● **What the task asks**: Which rows below contain the word "gold"? Pull out each of them and copy it in full.

● **Data excerpts**:
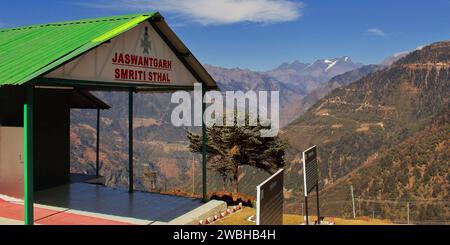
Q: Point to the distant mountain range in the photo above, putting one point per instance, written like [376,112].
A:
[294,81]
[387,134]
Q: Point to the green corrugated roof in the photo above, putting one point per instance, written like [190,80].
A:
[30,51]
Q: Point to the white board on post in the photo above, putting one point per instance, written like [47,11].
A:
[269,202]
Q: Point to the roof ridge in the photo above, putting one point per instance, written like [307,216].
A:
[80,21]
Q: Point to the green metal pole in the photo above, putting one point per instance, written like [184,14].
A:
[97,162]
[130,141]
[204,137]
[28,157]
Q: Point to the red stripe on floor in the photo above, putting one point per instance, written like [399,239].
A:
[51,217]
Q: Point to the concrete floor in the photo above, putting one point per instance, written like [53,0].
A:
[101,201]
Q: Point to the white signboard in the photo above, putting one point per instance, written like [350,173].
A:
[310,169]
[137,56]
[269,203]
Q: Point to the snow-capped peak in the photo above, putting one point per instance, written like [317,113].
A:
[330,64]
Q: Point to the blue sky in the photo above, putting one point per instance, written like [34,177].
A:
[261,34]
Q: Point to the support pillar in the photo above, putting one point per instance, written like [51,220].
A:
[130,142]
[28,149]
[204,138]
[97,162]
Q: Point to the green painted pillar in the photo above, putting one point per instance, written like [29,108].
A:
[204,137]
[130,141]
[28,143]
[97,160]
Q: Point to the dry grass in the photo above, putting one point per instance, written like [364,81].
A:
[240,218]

...

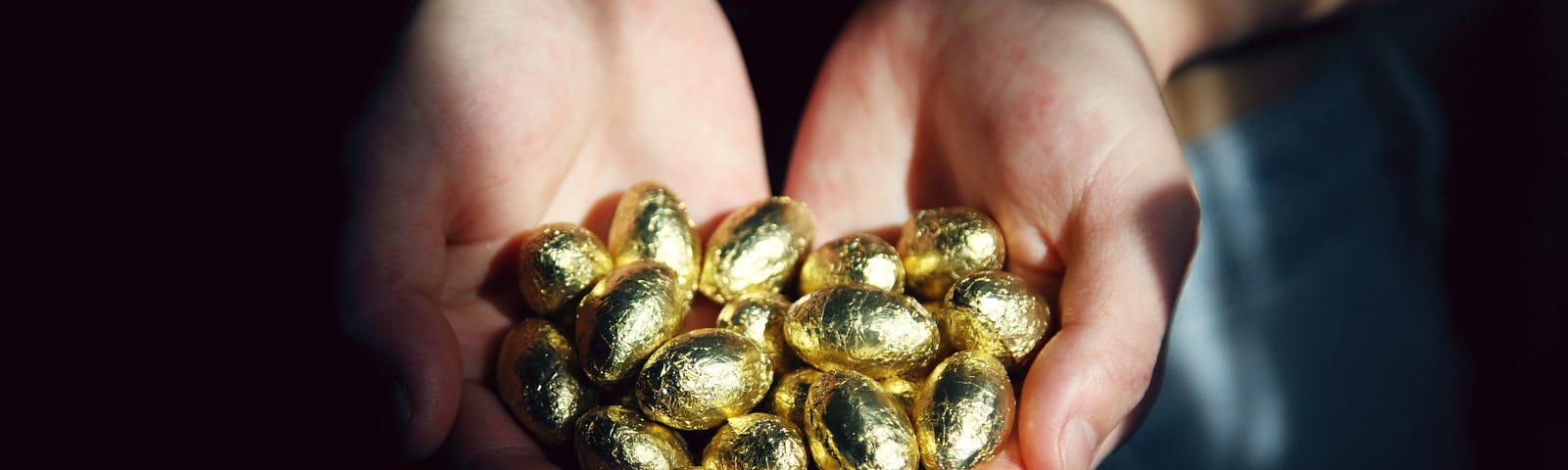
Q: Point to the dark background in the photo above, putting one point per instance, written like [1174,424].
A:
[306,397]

--

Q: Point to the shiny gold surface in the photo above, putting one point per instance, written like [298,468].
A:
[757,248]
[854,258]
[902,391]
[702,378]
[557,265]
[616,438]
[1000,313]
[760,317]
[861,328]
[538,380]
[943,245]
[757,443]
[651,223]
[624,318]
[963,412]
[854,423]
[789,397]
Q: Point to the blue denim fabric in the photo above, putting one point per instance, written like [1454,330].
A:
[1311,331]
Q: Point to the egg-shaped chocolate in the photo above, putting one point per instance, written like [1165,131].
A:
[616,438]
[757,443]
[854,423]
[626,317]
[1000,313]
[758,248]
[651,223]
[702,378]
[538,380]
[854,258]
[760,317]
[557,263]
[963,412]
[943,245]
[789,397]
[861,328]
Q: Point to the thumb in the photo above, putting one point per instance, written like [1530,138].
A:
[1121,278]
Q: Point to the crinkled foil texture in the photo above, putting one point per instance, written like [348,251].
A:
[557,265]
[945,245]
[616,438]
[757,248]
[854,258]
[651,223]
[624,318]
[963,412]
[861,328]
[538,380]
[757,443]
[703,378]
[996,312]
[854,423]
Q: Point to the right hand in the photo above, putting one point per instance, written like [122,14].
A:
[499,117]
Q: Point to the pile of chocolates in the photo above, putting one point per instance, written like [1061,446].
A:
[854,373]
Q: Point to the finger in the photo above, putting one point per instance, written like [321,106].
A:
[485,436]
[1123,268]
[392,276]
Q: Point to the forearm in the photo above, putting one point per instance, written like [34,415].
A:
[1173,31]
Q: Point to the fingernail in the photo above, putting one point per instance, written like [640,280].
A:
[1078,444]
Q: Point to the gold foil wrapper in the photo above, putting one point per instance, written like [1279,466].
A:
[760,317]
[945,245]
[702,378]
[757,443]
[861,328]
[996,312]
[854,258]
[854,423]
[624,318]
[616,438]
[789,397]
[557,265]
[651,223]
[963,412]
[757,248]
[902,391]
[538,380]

● **Output below**:
Q: Point to the shiny gold surface in the photo above, putting one point per instance, written like [298,468].
Q: Point to the gold foil wrapper in the photo above, putting one point per instance, written like [1279,466].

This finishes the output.